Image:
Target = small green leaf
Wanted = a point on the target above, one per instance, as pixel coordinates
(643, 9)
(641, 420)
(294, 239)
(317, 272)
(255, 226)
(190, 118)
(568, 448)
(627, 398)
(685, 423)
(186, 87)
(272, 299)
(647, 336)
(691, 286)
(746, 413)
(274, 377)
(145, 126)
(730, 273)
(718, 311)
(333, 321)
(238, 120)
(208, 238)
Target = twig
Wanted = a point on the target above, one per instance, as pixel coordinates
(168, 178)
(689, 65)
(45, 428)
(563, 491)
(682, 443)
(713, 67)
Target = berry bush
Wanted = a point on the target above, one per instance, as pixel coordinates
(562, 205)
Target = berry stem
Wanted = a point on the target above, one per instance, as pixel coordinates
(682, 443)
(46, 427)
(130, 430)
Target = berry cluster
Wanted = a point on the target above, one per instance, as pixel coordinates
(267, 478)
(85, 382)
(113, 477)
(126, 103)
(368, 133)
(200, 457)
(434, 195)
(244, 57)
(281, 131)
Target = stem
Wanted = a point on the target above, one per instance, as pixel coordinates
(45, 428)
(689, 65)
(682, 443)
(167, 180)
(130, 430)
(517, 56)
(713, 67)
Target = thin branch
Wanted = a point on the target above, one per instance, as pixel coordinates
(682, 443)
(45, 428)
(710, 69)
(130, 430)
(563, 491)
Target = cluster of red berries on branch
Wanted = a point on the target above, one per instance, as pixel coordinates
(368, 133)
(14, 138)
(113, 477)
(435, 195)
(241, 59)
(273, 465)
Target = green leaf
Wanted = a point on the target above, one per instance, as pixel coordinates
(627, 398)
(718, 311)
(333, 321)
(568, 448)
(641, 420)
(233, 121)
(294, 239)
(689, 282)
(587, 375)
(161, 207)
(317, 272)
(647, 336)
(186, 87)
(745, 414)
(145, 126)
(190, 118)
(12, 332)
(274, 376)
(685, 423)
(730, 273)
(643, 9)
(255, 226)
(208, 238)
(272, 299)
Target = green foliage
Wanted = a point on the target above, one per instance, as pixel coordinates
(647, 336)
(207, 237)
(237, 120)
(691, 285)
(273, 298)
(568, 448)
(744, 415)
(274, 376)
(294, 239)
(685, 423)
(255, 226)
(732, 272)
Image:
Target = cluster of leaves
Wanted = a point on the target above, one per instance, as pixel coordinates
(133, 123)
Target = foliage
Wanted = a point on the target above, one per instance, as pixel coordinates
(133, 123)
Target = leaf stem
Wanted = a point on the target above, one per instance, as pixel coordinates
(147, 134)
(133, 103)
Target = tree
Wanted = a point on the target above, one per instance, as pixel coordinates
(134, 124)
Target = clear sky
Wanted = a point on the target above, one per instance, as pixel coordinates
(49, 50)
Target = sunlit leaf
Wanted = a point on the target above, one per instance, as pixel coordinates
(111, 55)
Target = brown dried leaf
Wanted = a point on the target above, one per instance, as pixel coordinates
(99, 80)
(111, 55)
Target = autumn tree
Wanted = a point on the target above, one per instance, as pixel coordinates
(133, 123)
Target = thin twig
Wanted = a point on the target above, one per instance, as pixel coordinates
....
### Exercise objective
Output an exact copy of the listing.

### Reply to the task
Image:
Target = small green leaf
Wanted = a point on the target above, one per instance, as pixel coordinates
(643, 9)
(641, 420)
(294, 239)
(317, 272)
(255, 226)
(190, 118)
(568, 448)
(627, 398)
(685, 423)
(186, 87)
(272, 299)
(647, 336)
(691, 286)
(746, 413)
(274, 377)
(145, 126)
(730, 273)
(718, 311)
(333, 321)
(238, 120)
(208, 238)
Target = twig
Wanted = a point on the target above, one per instance, as pixel coordinates
(168, 178)
(689, 65)
(45, 428)
(563, 491)
(682, 443)
(713, 67)
Target = berry bush
Wanted = a point on the target above, one per instance, as pixel coordinates
(562, 205)
Target = berry stem
Wanted = a point on the target above, one per instance, as pixel coordinates
(682, 443)
(46, 427)
(130, 430)
Target = berry cluster
Wanted = a point on the target above, one per instance, as pixel coordinates
(267, 478)
(85, 382)
(113, 477)
(126, 103)
(368, 133)
(200, 457)
(434, 195)
(244, 57)
(281, 131)
Target = stem
Wanted = a point on the target above, one per instance, as pixel coordinates
(45, 428)
(689, 65)
(682, 443)
(167, 180)
(130, 430)
(517, 56)
(713, 67)
Target = thin branch
Wanted = a point on the target above, one per instance, as pixel coordinates
(682, 443)
(45, 428)
(710, 69)
(130, 430)
(563, 491)
Target = cluster of red berries on branch
Wanted = a point on the target above, one per instance, as pixel coordinates
(368, 133)
(14, 138)
(113, 477)
(435, 195)
(241, 59)
(273, 465)
Target = green leaf
Wanted = a point on the target above, one per instance, as pixel coordinates
(627, 398)
(718, 311)
(333, 321)
(568, 448)
(641, 420)
(233, 121)
(294, 239)
(689, 282)
(587, 375)
(161, 207)
(317, 272)
(647, 336)
(186, 87)
(745, 414)
(145, 126)
(190, 118)
(12, 332)
(274, 376)
(685, 423)
(730, 273)
(643, 9)
(255, 226)
(208, 238)
(272, 299)
Target = green foliage
Wanted = a point on the target above, one per instance, as pixel coordinates
(647, 336)
(207, 237)
(237, 120)
(691, 285)
(273, 298)
(568, 448)
(744, 415)
(274, 376)
(294, 239)
(685, 423)
(255, 226)
(732, 272)
Image:
Target = cluster of leaves
Wanted = a point on the target above, one per instance, as pixel coordinates
(133, 123)
Target = foliage
Wanted = a point on the target above, one per instance, as pixel coordinates
(133, 123)
Target = leaf stem
Wanted = a point on the target above, one per instance, as pixel coordinates
(147, 134)
(133, 103)
Target = tree
Wanted = a point on the target above, one per instance, as pixel coordinates
(134, 124)
Target = clear sky
Wanted = a point on the target above, one per instance, as pixel coordinates
(49, 50)
Target = sunlit leaf
Wanted = a point on the target above, one per instance, as pixel coordinates
(111, 55)
Target = brown dried leaf
Wanted = a point on the target above, one per instance, as pixel coordinates
(99, 80)
(111, 55)
Target = autumn tree
Wanted = a point on the target above, one per instance, as pixel coordinates
(133, 123)
Target = thin twig
Wanted = a point on the target above, one per instance, as pixel coordinates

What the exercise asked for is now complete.